**TO DO**
Express the entries below as a two-column CSV with the headers text and answer. Cover only the span from the line with "where the vehicle" up to and including the line with "[[277, 27, 310, 57], [201, 35, 226, 58]]". Give one row per entry, with each value in a quoted field and line breaks replaced by spaces.

**MATERIAL PROVIDED**
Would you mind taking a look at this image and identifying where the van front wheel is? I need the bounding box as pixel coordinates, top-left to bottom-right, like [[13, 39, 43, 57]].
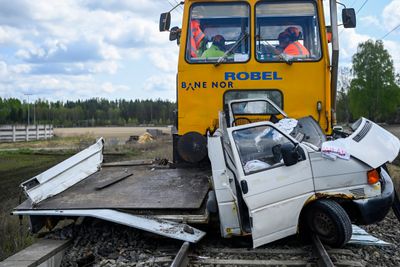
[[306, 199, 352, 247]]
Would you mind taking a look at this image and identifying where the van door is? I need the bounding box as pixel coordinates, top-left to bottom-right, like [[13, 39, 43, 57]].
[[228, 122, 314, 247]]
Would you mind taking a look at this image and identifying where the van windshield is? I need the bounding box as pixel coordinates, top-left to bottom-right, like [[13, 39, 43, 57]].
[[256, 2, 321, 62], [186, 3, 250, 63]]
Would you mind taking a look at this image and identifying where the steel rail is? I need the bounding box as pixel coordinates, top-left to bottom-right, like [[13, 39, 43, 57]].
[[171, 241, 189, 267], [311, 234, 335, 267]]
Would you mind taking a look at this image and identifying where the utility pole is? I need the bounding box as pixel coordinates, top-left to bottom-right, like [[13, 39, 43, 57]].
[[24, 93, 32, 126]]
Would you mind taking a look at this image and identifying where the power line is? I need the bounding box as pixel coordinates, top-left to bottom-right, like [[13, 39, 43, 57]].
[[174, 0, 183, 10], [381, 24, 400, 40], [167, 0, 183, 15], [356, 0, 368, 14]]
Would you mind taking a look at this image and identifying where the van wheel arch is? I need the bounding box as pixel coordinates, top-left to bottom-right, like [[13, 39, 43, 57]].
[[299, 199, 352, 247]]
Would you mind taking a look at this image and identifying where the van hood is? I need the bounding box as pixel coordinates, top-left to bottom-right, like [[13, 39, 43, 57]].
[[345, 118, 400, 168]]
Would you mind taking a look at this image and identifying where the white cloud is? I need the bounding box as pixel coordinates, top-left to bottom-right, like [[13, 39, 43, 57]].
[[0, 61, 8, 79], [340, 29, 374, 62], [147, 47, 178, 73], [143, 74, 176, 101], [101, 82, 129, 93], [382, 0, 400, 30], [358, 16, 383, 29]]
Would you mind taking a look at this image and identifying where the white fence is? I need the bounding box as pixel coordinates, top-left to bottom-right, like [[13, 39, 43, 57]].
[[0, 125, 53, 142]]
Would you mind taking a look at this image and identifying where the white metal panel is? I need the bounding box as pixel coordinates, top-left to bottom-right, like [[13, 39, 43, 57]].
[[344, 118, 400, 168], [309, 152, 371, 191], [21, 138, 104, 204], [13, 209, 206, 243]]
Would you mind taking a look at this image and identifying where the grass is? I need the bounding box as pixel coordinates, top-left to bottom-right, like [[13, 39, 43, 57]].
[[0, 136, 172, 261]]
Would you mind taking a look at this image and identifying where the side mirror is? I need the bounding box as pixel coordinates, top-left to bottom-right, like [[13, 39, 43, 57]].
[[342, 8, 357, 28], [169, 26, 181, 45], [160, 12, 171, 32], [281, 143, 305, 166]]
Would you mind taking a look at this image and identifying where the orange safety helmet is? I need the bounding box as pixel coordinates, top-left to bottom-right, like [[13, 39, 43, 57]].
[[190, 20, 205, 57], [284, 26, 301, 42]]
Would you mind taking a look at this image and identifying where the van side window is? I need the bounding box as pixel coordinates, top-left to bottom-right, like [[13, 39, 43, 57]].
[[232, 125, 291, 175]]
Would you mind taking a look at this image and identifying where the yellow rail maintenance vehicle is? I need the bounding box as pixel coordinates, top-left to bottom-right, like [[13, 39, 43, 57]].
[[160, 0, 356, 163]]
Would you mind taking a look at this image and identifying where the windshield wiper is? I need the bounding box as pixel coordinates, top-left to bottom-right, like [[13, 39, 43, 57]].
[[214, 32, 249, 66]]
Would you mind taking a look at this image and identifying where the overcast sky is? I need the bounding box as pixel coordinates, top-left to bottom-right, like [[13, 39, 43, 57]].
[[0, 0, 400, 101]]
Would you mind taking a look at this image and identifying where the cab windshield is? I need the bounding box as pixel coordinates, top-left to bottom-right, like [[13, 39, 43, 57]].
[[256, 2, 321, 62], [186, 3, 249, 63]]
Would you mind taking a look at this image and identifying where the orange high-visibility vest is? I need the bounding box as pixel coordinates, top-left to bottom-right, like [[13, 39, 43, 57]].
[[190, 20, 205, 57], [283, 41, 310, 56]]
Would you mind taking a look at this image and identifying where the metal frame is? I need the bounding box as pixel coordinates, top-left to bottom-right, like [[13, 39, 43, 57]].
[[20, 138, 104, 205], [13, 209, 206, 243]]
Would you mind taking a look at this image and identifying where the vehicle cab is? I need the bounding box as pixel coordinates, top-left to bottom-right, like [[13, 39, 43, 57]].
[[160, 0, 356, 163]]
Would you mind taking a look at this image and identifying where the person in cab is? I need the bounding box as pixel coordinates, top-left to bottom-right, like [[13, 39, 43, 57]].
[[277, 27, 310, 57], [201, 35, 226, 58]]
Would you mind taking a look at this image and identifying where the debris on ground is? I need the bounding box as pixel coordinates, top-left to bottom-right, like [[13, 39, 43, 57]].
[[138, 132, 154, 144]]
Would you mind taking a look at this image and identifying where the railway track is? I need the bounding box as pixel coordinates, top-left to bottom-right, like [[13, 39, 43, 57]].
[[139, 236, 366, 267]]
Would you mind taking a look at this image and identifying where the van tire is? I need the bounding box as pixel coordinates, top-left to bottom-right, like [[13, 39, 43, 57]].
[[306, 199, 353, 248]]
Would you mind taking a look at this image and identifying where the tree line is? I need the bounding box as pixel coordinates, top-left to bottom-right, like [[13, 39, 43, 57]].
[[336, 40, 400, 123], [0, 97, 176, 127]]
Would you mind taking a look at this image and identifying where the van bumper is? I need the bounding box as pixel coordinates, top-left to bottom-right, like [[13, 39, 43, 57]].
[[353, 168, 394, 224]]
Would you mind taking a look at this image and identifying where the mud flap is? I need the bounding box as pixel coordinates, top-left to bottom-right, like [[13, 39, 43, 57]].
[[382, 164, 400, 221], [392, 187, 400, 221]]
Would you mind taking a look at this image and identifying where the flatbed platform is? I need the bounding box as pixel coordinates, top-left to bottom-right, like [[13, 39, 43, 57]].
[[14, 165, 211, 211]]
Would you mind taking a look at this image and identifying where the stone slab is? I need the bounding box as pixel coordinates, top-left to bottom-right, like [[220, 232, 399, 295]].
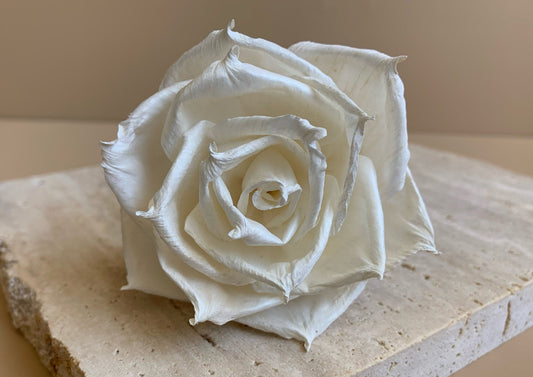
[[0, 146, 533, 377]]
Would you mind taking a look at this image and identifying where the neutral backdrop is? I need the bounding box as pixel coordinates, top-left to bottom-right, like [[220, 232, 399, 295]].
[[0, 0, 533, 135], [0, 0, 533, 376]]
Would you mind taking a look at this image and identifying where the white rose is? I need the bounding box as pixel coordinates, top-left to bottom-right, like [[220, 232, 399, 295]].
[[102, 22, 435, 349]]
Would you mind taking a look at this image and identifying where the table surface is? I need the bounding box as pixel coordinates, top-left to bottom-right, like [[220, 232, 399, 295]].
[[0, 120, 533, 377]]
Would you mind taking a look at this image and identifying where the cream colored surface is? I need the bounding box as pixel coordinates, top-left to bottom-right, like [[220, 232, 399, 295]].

**EXERCISE RESULT**
text,answer
"Would you mind taking a look at this image and identifying where the vehicle cab is? I need the bounding box as pixel coordinates, top-left to bottom-right, like [[13, 39, 43, 57]].","[[160, 0, 356, 163]]"
"Would you mind taking a look at this image and identifying where the person in cab is? I need the bounding box as pixel coordinates, top-left to bottom-right, like [[13, 39, 43, 57]].","[[277, 27, 310, 57], [201, 35, 226, 58]]"